Список заданий -
- A) Сократите абзац фрагмента о Кони, который начинается словами «Да и Кони был повязан», и изложите его в виде списка с сохранением основных фактов.
- B) Продолжите фрагмент о Кони после его последнего предложения.

Фрагмент текста -
□ □ □ □

В «Стреле» мы не сомкнули глаз ни на одну минуту. Собрались в «братском» купе и продолжили наше застолье. тогда и открылось, что есть у Кони и Миши еще с очень далеких лет «истинный кореш» — изгнанник и враг народа Андрей Синявский, а у Кони еще и другой — Лева Копелев, диссидент, которого вот-вот тоже выпрут из родной страны: в годы войны Кони служил под его началом в той пропагандистской команде, которая пыталась влиять на мозги фашистских солдат. «Хорошо бы всем нам встретиться и обняться», — сказал под утро Кони. В глазах примолкшего Миши я прочел очевидную зависть: такое проявление человеческих чувств ему было напрочь заказано.
Да и Кони был повязан своим высоким общественным положением. Решительное несогласие с лишением гражданства ГДР «немецкого Высоцкого» Вольфа Бирмана он высказывал партийным товарищам с глазу на глаз, но подписать письмо протеста — вместе с крупнейшими деятелями культуры ГДР, — однако же, не посмел. Он был против вторжения в Чехословакию, всем сердцем сочувствовал «Пражской весне» и не раз говорил мне об этом, но проявить свое сочувствие публично — в какой бы то ни было форме, — конечно, не мог. Это страшно его угнетало, но, согласившись однажды играть предложенную ему роль, он сыграть другую, прямо противоположную первой, уже был не в силах. Да и особое положение Маркуса связывало его по рукам и ногам.
К этой душевной драме добавилась и еще одна, личная: жена, очаровательная актриса Кристель Боденштайн, которую он безумно любил, ушла от него — внезапно и бесповоротно, — повергнув в жестокий шок. Возможно, это были не две драмы, а все та же — одна: жене могло осточертеть ставшее привычным «раздвоение личности», эта вечная необходимость играть на подмостках жизни. Увлечение другим мужчиной, который не стоил и мизинца отвергнутого Кони, вполне вероятно, было просто бегством от той психологической неуютности, которая ее угнетала. Со мной Кони об этом, естественно, не говорил, но есть вещи, которые могут быть поняты и без всяких слов.

□ □ □ □

Изучаемые данные -
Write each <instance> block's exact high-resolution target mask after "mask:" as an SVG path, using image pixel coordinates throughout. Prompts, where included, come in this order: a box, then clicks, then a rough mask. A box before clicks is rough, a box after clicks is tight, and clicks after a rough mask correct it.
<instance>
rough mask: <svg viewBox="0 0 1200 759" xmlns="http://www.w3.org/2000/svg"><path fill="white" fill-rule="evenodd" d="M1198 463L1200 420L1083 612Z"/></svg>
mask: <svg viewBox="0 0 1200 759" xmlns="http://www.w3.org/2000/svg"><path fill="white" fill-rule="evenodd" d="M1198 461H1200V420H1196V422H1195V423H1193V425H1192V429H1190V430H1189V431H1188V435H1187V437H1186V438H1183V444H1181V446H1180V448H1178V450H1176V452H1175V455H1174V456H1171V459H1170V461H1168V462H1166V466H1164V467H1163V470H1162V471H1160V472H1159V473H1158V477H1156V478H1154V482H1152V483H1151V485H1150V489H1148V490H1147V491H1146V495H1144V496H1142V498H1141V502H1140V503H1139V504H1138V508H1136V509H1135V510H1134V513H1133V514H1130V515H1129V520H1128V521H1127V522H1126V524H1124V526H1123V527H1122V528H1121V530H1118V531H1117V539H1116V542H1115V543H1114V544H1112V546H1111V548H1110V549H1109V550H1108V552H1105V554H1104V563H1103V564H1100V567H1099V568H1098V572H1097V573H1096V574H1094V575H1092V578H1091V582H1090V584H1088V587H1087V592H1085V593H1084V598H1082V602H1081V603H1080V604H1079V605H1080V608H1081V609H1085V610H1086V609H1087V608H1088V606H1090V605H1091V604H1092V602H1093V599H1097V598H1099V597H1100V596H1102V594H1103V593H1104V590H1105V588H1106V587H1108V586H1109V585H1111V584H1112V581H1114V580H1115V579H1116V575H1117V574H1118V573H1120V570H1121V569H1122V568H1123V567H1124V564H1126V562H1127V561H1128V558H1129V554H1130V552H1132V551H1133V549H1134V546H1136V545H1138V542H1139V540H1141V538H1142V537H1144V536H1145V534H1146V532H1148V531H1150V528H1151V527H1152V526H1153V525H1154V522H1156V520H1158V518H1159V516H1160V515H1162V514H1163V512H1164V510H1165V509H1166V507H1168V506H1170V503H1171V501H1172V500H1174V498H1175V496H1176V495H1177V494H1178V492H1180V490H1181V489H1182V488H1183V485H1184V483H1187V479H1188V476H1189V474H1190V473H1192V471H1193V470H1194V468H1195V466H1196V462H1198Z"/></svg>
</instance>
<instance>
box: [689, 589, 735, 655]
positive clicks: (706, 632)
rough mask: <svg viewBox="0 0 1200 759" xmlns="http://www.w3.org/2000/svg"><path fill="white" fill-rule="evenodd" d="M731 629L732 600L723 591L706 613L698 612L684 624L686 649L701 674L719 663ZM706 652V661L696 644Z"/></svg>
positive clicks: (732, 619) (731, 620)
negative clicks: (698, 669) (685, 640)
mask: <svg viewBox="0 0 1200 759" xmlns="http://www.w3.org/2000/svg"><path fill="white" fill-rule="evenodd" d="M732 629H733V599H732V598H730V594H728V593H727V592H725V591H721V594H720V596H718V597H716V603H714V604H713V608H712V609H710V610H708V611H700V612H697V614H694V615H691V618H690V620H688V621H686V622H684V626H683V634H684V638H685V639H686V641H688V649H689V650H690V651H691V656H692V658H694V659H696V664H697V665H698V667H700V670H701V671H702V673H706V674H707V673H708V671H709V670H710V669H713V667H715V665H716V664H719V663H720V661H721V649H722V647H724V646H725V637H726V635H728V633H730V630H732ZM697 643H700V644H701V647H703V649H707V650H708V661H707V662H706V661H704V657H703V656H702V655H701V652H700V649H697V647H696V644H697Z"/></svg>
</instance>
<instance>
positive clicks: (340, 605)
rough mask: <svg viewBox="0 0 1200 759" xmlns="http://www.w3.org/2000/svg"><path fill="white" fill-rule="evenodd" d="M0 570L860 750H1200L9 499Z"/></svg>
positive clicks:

□ □ □ □

Ответы к заданиям -
- A)
- Кони был скован своим высоким общественным положением.
- С лишением Вольфа Бирмана гражданства ГДР он был решительно не согласен. Однако говорил об этом партийным товарищам только наедине, а подписать письмо протеста вместе с крупнейшими деятелями культуры ГДР не посмел.
- Он был против вторжения в Чехословакию и сочувствовал «Пражской весне». Рассказчику он не раз об этом говорил, но публично выразить сочувствие не мог.
- Это его сильно угнетало. Однако, однажды согласившись играть предложенную роль, сыграть противоположную он уже не мог.
- Кроме того, его связывало особое положение Маркуса.

- B)
Настигший его и безжалостно скрутивший за короткое время рак был, мне кажется, следствием той внутренней боли, с которой не мог справиться даже его могучий организм. Чувствуя приближение смерти, Кони приехал в Москву и обошел — со следившей за ним кинокамерой — все дорогие ему, памятные места: дом, где жил, нашу сто десятую, Переделкино. Там была дача отца, там прошло его счастливое детство.
О смерти Кони я узнал с большим опозданием, вернувшись из какого-то дальнего вояжа. Миша выполнил волю брата — в той форме, которая была ему доступна: подробно рассказал о неосуществленном замысле Кони в своей талантливо написанной книге «Тройка», которая — во избежание аллюзий с нашими кошмарными «тройками» — получила в русском переводе несколько измененное название: «Трое из тридцатых». В ней он уже не так категоричен в отвержении «друга-предателя», да, пожалуй, и вообще предателем его не считает, понимая, в какие ловушки загонял людей наш жестокий двадцатый век.
Лишь одна фраза в этой интереснейшей книге меня покоробила. Про нашу, общую с ним, сто десятую он позволил себе свысока написать: «Там совсем не осталось отпрысков „бывших“ — дворянства и старой интеллигенции». Если даже и не осталось, то радоваться тут нечему — только скорбеть в печальном молчании. Но, по счастью, пусть и не дворянских, но «отпрысков» старой интеллигенции там еще все же хватало, — именно это и позволяло ей сохранять свой высокий уровень. Нравственный и интеллектуальный. Иван Кузьмич, прочитав высокомерные Мишины строки, вряд ли одобрил бы его «классовую» спесь.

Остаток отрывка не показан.